• Work request 1:
Translate the following sentence from the essay on blogs as places into French: "A blog whose posts drop off is like a place that somehow loses its underlying appeal."
• Work request 2:
Write a continuation of the essay on blogs as places, beginning after its final sentence.

• Excerpted text:
I'm trying to repeat myself more than I have been. Though at one point this sounded to me like the exact opposite of what I should be doing — you gotta stay fresh, you gotta change it up, you make like the proverbial rollin' stone and gather no moss — it's become important with a shift in my thinking about the very nature of blogs and the broader class of work to which they belong. Before, I thought of blogs as ever-expanding books, snowballing accretions of discrete mini-articles. If a piece was posted, it was posted; anyone wanting to read what I have to say on a subject can dig up the relevant entry, so why post about anything I've posted about before? Over the last year or so, I've come to see blogs in a different way: they're not magic anthologies; they're places, and as such should be constructed with an eye toward what's interesting to inhabit, rather than what's interesting to consume, digest and excrete (intellectually speaking).
There are a stack of other serviceable metaphors I could whip out here — materials, symphonies, textiles — but after traveling back in time to 1996 and studying its grandiose articles on cyberspace, I find that terms of place seem to be most useful. If a blog is a place, what's its visual design? The paint and furniture and architecture, I suppose. (It probably comes as no surprise that I hew to minimalism, and hard, in all those elements in real life.) Who are the readers and commenters? Obviously, they're the locals; the hangers-out. (The metaphor also admits tourists and passers-through.) But what are the posts themselves? Trickier, but this is the meat of it: the posts are the very essence of the place, the driving energy — the "ineffable ancient mystical qi," if you like — that remains when you pull the humans and the physical infrastructure from the equation.
A blog whose posts drop off is like a place that somehow loses its underlying appeal. We've all seen how rapidly, and often inexplicably, hangouts fall into disuse and disrepute; it's almost as rapid and inexplicable as the tubes' staggeringly high rate of blog abandonment. So a blogger's job isn't particularly different from a place manager's: keep the subtle shifts rolling to attract interest, but don't flail around to such a degree that you alienate the clientele. Do indeed keep it fresh, change it up and gather no moss, but do it organically and iteratively.

• Given records:
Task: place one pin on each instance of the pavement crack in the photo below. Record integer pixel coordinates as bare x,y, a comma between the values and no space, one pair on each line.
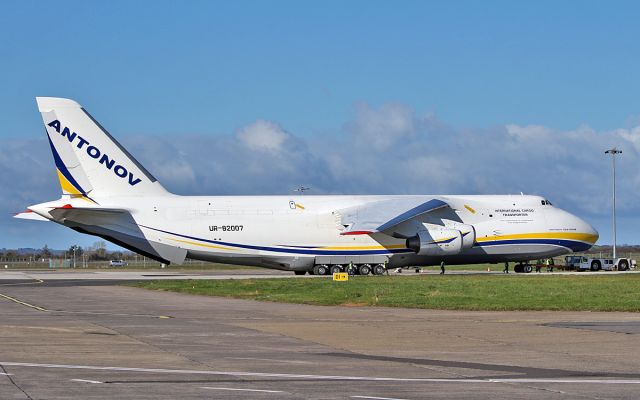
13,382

---

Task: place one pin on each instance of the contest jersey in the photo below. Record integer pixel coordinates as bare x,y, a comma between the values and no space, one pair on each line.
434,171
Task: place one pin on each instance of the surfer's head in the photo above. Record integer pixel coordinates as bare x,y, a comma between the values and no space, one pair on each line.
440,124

• Response area 1:
Un blog dont les billets se raréfient est comme un lieu qui, d'une manière ou d'une autre, perd son attrait fondamental.

• Response area 2:
And yes, there are those words again. I fear a developing dependency on them, but aren't they appropriate in this case? My
- Pick a new topic
- Post about the topic
- Pick a new topic
blogging mindset has become a
- Pick a previous topic
- Post about the topic from a new angle or extend it in a new way
- Pick a topic from the now-slightly-expanded roster of previous topics
blogging mindset. Where I used to step from subject to subject to subject, a wake of intellectual descruction behind me, I now find myself visiting and revisiting ideas, mutating my treatment of them a bit each time and following the most promising branches of the tree. What could be more biological way to go about it? Reader Dan Owen also put it in a way I liked:
I love the deeply self-reflective approach you both take, even though you're working in very different fields, and I love the thinking-out-loud structure, which tends to be more circular than linear. You open the subjects you write about, rather than narrow them down to a point.
"Circular" instead of "linear." Choice.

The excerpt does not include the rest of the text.